▶ _Records for position identification_
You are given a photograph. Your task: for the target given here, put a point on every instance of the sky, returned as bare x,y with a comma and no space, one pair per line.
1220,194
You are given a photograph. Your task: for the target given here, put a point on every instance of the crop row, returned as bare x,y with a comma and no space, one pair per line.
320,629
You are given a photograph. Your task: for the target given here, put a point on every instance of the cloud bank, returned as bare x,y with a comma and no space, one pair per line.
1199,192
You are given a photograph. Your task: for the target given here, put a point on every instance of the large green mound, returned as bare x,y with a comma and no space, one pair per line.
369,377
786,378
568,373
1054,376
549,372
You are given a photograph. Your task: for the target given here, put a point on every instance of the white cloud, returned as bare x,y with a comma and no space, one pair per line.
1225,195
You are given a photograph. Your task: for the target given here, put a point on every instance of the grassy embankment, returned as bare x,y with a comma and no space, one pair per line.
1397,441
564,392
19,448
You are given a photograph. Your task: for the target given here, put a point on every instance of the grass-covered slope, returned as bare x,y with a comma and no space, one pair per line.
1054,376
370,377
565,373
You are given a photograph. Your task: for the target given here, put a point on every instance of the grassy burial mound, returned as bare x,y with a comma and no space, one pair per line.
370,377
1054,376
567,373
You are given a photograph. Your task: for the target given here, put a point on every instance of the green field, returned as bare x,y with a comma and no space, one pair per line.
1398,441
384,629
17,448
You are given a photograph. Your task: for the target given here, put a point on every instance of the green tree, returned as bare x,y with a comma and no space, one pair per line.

▶ _Task description_
Convert all of the rows above into a JSON list of strings, one string per line, omitting any blank lines.

▶ _Problem solution_
[
  "You are given a photograph. Your task: for the target given here, put a point on every instance of the sky, returned as bare x,y with a comma and no space, one pair per line.",
  "1220,194",
  "You are given a photograph. Your task: for the target given here, put a point on every instance of the crop row, returned as bare x,y with a comma and no space, one pair per line.",
  "320,629",
  "You are given a photograph. Your task: for the target given here, put a point on every instance of the cloud bank, returned as bare x,y with a comma and no space, one pair per line.",
  "1199,192",
  "You are given a photograph. Your task: for the target given here, put a point on every instance of the large green mound, returned as bare x,y with a comma and no space, one pair per line.",
  "369,377",
  "786,378",
  "568,373",
  "1054,376",
  "549,372",
  "You are given a photograph. Your task: for the target given here, put a point on every instance of the white cloud, returned as bare x,y with a comma and no space, one pair per line.",
  "1225,195",
  "You are given a photograph. Your task: for the target given here, put a point on every instance of the grassy embankment, returned as bare x,y with a comma and no space, one pair per line.",
  "1397,441",
  "564,392",
  "19,448",
  "You are given a photograph. Your task: for the target given here, put a point on every instance of the grass-covered slope, returned as bare x,y with a comma and no space, one pair per line.",
  "1054,376",
  "370,377",
  "565,373",
  "You are given a photograph. Your task: for the target given here, put a point on every instance of the grassy burial mound, returned as bare x,y with a comma and no space, one pair per line.",
  "370,377",
  "1054,376",
  "567,373",
  "You are given a photograph. Your task: for the target given here, put a point on every instance of the green field, returned as bare x,y with a comma and no space, one pair per line.",
  "1398,441",
  "384,629",
  "17,448",
  "You are given a photograph. Your task: for the target given here, put a point on every instance of the green tree, returned as bare x,y with a comma and no space, one pair per line."
]